Problem to work on: For the copy, please give all of the data again exactly and leave the pictures out.

Record excerpts:
○ ○ ○

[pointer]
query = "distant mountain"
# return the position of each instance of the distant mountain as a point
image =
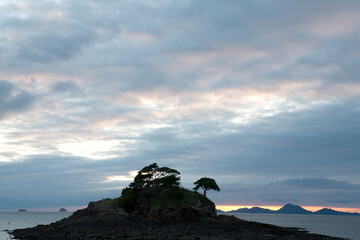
(252, 210)
(328, 211)
(292, 209)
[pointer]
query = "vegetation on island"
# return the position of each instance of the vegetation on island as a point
(206, 184)
(157, 188)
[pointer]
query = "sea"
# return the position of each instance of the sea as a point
(14, 220)
(337, 226)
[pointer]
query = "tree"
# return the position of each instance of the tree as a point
(154, 176)
(206, 183)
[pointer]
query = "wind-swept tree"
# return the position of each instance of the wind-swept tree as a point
(154, 176)
(206, 184)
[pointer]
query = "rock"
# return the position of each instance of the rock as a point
(101, 221)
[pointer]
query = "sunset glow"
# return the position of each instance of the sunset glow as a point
(226, 208)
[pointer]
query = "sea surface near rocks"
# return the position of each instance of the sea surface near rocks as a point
(337, 226)
(97, 222)
(14, 220)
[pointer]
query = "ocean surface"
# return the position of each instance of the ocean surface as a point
(336, 226)
(14, 220)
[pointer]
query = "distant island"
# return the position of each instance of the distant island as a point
(292, 209)
(155, 206)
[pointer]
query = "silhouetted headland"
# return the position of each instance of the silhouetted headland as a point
(154, 206)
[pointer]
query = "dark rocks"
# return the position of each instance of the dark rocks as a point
(101, 221)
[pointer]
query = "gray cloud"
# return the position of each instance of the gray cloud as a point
(65, 86)
(169, 81)
(13, 100)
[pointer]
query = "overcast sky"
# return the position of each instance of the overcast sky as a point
(262, 96)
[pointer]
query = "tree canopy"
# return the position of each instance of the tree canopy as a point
(153, 176)
(206, 183)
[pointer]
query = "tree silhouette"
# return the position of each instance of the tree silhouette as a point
(154, 176)
(206, 183)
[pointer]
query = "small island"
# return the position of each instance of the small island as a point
(155, 206)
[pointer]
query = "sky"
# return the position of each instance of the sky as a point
(262, 96)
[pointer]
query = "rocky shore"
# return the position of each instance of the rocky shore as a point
(101, 221)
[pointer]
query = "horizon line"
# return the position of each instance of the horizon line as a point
(227, 208)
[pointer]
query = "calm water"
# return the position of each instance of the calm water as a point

○ ○ ○

Answer to this task:
[pointer]
query = "distant mountain"
# return the position of each instance of the distant mountain as a point
image =
(252, 210)
(328, 211)
(292, 209)
[pointer]
query = "vegetation on island"
# return the position of each instance of the vegetation on island as a point
(206, 184)
(157, 188)
[pointer]
query = "sea"
# return the position of each instance of the sea as a point
(14, 220)
(337, 226)
[pointer]
query = "tree"
# return the position of each instance of the tree as a point
(154, 176)
(206, 183)
[pointer]
query = "wind-swept tree"
# return the position of each instance of the wind-swept tree as a point
(154, 176)
(206, 184)
[pointer]
query = "rock"
# return the position of each instance of the rock as a point
(101, 221)
[pointer]
query = "sunset glow"
# return the position of each instance of the sunset glow as a point
(226, 208)
[pointer]
query = "sea surface near rocks"
# return the position of each instance of the sea surface near rocks as a point
(337, 226)
(97, 222)
(14, 220)
[pointer]
query = "ocean surface"
# return the position of each instance of the ocean surface as a point
(336, 226)
(14, 220)
[pointer]
query = "distant island"
# return the position of each instance of the distant island as a point
(292, 209)
(155, 206)
[pointer]
query = "silhouetted headland"
# return the position of each instance of the silhouetted headland as a point
(154, 206)
[pointer]
query = "dark rocks"
# return the position of each instance of the dark rocks as a point
(101, 221)
[pointer]
query = "gray cloud"
# return the position of each instance of the gray cloud as a point
(65, 86)
(169, 81)
(13, 100)
[pointer]
query = "overcast sky"
# return the position of each instance of the overcast sky as a point
(262, 96)
[pointer]
query = "tree canopy"
# return the position of each instance of the tree canopy as a point
(153, 176)
(206, 183)
[pointer]
query = "tree silhouette"
# return the position of each instance of the tree silhouette as a point
(154, 176)
(206, 183)
[pointer]
query = "small island"
# return the position of each instance of the small island as a point
(155, 206)
[pointer]
query = "sky"
# return the position of each instance of the sky as a point
(262, 96)
[pointer]
query = "rocky shore"
# return the position of each instance of the rocky shore as a point
(101, 221)
[pointer]
query = "horizon line"
# return the position of each instance of the horizon line as a point
(227, 208)
[pointer]
query = "calm water"
# return the position of each instance of the calm water as a point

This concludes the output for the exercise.